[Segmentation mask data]
┄┄┄┄┄┄┄┄┄┄┄┄┄┄┄┄┄┄┄┄

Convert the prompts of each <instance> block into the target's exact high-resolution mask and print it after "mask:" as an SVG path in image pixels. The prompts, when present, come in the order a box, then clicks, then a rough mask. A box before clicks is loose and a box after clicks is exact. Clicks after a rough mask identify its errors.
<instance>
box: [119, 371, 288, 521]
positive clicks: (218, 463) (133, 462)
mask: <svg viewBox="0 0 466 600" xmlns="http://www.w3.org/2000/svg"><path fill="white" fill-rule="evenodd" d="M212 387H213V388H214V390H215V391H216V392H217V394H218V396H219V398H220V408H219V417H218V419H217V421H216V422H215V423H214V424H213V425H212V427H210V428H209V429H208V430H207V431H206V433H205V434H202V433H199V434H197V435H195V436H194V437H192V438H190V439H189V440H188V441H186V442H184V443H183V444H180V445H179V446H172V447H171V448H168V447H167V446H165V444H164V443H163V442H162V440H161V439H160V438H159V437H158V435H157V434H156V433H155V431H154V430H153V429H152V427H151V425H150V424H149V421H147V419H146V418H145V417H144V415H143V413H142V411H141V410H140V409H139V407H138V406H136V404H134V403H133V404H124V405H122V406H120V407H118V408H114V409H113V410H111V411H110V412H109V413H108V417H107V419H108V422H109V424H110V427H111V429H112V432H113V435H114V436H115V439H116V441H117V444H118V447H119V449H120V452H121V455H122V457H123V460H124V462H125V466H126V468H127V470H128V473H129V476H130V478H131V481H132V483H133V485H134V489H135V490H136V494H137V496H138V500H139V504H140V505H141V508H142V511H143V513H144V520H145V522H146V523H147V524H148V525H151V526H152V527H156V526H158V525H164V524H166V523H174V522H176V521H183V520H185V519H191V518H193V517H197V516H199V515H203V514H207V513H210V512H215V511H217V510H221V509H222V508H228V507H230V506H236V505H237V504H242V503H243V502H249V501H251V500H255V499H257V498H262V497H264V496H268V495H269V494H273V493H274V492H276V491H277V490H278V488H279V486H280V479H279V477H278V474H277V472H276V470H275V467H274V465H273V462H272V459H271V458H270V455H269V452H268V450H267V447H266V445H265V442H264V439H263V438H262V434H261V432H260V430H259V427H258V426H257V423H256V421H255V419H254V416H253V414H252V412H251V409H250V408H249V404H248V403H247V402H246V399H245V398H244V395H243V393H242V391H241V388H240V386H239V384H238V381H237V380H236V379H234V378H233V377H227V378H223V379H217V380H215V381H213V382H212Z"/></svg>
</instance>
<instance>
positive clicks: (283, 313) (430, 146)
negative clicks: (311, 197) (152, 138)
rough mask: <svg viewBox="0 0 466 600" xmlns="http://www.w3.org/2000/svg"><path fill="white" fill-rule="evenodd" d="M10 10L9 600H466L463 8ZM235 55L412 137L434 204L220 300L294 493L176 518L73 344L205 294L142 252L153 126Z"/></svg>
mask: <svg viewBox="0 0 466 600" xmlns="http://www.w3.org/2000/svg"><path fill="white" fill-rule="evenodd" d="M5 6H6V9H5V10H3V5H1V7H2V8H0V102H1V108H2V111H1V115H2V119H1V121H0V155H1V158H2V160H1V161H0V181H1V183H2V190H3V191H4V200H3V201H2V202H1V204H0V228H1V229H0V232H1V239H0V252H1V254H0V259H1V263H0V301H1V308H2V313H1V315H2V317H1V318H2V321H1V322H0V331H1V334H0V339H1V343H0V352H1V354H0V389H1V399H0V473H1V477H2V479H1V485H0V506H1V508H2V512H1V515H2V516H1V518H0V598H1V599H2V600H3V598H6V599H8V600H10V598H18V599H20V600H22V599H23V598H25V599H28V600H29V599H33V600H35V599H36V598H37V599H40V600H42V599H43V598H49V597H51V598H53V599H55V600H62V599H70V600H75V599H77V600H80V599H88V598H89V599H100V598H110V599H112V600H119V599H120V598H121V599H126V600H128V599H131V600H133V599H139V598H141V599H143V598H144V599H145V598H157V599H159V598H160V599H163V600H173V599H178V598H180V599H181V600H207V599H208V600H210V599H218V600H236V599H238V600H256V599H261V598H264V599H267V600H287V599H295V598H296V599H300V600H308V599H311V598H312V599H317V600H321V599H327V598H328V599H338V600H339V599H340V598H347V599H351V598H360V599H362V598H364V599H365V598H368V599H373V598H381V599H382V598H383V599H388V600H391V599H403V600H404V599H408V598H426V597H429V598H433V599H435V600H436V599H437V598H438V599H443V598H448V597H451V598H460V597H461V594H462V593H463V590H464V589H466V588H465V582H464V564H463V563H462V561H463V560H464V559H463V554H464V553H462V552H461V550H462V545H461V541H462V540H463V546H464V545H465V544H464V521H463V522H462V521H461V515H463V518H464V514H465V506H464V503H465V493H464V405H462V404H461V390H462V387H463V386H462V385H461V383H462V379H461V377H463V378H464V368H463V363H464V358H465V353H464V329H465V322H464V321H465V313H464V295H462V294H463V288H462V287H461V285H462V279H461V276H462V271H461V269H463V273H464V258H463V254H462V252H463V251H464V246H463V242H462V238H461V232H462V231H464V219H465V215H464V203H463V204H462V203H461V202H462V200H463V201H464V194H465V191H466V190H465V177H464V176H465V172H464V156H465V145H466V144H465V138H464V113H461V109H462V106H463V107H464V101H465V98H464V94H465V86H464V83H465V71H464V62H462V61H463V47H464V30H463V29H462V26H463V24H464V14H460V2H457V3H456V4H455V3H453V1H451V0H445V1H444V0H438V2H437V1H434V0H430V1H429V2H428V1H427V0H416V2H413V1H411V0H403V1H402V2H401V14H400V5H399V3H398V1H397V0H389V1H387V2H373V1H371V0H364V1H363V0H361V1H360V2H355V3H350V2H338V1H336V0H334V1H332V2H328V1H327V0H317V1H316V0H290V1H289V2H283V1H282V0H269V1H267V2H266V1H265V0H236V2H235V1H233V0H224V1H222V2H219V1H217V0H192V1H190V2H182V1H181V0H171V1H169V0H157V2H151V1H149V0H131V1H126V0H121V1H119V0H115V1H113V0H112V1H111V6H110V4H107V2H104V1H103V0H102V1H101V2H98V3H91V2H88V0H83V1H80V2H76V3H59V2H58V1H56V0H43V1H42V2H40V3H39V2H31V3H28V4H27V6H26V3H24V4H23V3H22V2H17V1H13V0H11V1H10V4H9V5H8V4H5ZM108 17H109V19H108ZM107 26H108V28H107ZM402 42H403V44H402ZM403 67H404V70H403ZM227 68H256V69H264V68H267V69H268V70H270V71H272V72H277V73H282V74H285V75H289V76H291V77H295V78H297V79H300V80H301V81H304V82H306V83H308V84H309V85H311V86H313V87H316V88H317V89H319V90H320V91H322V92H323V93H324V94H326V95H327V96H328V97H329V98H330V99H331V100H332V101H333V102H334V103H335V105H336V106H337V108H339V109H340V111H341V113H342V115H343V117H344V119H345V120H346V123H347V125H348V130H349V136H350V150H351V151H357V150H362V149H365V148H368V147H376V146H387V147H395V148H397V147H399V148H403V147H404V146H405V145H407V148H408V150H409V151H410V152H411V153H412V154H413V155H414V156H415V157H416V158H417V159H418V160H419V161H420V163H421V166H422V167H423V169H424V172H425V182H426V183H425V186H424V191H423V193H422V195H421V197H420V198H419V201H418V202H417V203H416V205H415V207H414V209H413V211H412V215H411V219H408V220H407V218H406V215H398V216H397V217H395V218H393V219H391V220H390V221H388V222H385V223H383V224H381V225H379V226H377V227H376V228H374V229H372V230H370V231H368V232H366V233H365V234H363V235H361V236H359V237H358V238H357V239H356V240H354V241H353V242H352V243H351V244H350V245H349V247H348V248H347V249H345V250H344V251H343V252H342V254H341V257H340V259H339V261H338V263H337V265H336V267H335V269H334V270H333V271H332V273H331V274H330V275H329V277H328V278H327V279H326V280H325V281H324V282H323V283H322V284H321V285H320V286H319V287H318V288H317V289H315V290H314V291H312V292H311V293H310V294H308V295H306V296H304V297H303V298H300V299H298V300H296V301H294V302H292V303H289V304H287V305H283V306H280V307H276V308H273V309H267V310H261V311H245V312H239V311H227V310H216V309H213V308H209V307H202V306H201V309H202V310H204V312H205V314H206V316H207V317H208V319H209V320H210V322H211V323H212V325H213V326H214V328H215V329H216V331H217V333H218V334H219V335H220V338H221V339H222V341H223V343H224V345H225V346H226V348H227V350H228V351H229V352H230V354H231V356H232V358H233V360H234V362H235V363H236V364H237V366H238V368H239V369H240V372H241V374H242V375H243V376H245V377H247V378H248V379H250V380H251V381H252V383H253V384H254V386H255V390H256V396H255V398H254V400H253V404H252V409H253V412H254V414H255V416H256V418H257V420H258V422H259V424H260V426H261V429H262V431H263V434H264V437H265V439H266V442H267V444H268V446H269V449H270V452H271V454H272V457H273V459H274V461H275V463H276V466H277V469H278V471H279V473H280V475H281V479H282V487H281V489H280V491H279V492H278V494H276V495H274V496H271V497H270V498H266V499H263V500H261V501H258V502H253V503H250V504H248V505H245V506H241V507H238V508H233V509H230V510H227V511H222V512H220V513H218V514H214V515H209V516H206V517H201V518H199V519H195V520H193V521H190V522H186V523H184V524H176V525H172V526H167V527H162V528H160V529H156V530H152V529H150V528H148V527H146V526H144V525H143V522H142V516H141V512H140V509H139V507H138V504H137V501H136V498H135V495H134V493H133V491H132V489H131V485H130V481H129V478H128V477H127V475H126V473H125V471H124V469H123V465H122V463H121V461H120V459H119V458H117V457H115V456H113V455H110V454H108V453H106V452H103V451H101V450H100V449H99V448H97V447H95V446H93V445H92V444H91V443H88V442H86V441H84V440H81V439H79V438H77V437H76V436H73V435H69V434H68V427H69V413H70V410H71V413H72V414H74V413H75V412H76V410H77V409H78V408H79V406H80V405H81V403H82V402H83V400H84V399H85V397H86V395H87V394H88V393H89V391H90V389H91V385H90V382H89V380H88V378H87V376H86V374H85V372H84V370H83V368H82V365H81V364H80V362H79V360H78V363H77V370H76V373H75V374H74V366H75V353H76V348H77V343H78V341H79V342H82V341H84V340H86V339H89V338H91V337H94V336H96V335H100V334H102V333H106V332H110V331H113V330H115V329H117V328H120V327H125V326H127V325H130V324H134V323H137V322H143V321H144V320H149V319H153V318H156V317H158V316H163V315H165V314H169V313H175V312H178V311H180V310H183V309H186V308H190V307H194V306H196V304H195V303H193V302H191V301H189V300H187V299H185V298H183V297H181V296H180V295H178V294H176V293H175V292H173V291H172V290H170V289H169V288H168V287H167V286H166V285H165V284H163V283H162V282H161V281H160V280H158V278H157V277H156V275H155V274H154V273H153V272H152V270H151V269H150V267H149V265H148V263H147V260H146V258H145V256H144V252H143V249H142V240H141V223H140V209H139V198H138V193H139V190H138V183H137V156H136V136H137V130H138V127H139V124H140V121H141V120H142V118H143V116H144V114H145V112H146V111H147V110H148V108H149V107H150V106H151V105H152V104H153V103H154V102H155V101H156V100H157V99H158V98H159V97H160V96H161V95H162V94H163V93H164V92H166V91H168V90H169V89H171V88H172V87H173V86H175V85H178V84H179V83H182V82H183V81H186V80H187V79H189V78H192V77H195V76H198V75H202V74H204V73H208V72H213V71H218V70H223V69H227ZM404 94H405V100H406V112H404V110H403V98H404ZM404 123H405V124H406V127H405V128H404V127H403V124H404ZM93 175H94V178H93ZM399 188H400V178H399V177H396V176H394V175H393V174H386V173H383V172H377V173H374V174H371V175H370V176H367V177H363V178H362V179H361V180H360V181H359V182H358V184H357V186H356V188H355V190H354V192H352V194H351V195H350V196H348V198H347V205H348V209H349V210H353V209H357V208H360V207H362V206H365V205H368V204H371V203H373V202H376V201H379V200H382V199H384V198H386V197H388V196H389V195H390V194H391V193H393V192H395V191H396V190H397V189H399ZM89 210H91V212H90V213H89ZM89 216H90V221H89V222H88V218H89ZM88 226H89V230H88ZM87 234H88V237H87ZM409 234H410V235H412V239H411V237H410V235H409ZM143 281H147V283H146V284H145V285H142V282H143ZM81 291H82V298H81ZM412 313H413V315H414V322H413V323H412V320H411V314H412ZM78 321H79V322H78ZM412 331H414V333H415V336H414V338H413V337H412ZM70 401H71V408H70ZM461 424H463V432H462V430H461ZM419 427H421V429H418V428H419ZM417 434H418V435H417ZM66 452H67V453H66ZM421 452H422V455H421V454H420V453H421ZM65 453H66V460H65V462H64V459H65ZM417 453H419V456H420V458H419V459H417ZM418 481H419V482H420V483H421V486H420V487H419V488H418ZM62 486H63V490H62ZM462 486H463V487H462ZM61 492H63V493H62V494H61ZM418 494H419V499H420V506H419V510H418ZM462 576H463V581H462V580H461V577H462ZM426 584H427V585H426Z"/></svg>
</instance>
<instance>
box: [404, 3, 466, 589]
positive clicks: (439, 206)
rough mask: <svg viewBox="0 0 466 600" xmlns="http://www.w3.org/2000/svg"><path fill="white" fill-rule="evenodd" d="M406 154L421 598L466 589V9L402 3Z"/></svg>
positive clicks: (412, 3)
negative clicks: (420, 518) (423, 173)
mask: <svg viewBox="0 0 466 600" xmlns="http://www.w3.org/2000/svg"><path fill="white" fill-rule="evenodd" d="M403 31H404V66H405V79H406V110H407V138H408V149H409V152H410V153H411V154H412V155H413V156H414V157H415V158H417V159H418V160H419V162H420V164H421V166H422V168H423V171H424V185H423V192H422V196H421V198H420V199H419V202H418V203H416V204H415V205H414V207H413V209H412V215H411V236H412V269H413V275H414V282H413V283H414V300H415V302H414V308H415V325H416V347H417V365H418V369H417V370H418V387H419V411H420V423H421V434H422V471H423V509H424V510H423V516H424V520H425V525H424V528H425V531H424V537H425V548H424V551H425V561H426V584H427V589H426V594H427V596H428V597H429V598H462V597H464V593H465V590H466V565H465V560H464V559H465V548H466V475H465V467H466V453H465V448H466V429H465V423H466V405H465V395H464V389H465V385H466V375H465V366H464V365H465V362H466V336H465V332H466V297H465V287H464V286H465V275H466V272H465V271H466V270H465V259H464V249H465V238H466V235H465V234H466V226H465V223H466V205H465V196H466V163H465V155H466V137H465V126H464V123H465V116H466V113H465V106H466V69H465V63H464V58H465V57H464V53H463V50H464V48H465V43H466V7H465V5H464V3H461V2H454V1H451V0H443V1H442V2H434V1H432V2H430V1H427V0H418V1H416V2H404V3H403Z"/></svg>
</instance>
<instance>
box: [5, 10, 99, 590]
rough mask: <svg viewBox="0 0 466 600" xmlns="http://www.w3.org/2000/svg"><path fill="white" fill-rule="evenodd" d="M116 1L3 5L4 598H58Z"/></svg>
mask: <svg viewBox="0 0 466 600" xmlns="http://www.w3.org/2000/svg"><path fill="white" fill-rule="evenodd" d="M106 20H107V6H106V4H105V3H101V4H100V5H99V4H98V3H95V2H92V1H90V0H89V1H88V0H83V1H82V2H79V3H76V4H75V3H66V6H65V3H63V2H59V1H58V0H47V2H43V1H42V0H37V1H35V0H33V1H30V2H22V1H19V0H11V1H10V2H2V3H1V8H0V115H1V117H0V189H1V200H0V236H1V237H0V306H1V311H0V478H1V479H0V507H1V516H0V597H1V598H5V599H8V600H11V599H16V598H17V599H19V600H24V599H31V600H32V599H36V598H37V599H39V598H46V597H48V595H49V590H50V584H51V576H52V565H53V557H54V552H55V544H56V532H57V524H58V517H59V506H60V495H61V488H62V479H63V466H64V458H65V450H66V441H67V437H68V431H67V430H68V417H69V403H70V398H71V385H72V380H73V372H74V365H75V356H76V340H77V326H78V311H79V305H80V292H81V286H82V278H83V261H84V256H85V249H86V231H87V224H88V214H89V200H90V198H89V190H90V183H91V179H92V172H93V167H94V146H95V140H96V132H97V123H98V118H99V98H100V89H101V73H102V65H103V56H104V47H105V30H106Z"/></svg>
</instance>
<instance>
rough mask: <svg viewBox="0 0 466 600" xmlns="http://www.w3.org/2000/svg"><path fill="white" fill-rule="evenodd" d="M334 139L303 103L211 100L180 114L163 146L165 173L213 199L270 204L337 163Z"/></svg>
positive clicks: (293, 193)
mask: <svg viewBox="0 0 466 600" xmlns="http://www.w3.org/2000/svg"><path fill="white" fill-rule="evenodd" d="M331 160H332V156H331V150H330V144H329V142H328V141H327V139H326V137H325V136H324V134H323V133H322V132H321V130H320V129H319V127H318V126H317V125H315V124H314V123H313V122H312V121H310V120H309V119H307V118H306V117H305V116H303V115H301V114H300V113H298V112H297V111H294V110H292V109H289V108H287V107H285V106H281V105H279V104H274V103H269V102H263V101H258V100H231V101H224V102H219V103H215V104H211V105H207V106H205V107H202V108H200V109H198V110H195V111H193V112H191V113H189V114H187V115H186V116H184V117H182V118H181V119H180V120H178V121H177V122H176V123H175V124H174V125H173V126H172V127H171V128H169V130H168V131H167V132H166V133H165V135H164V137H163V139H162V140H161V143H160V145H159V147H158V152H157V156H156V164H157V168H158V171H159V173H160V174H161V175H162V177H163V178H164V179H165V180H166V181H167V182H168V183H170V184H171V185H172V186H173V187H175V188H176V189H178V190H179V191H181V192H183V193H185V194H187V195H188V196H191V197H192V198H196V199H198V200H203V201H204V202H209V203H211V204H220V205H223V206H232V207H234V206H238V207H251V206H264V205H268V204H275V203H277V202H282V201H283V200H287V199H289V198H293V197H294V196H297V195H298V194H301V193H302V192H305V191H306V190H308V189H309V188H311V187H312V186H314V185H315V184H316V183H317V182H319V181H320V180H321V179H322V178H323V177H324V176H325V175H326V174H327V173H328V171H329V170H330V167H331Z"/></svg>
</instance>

┄┄┄┄┄┄┄┄┄┄┄┄┄┄┄┄┄┄┄┄

- [WORK REQUEST]
All that is wanted is the stretch of lines above from the one containing "negative clicks: (420, 518) (423, 173)" through the one containing "box: [5, 10, 99, 590]", duplicated exactly.

- [WORKED SOLUTION]
negative clicks: (420, 518) (423, 173)
mask: <svg viewBox="0 0 466 600" xmlns="http://www.w3.org/2000/svg"><path fill="white" fill-rule="evenodd" d="M403 31H404V66H405V79H406V110H407V138H408V149H409V152H410V153H411V154H412V155H413V156H414V157H415V158H417V159H418V160H419V162H420V164H421V166H422V168H423V171H424V185H423V192H422V196H421V198H420V199H419V202H418V203H416V204H415V205H414V207H413V209H412V215H411V236H412V269H413V275H414V282H413V283H414V300H415V302H414V308H415V325H416V347H417V365H418V369H417V370H418V387H419V411H420V423H421V434H422V471H423V509H424V510H423V516H424V520H425V525H424V528H425V531H424V537H425V548H424V551H425V561H426V584H427V589H426V594H427V596H428V597H429V598H462V597H464V593H465V590H466V565H465V560H464V559H465V548H466V475H465V467H466V453H465V448H466V429H465V423H466V405H465V395H464V389H465V385H466V375H465V366H464V365H465V362H466V336H465V332H466V297H465V287H464V286H465V275H466V272H465V271H466V270H465V259H464V249H465V238H466V235H465V234H466V226H465V223H466V205H465V196H466V163H465V155H466V137H465V126H464V123H465V116H466V113H465V106H466V69H465V63H464V58H465V57H464V53H463V50H464V48H465V43H466V7H465V5H464V3H461V2H454V1H451V0H443V1H442V2H434V1H432V2H430V1H427V0H418V1H416V2H404V3H403Z"/></svg>
</instance>
<instance>
box: [5, 10, 99, 590]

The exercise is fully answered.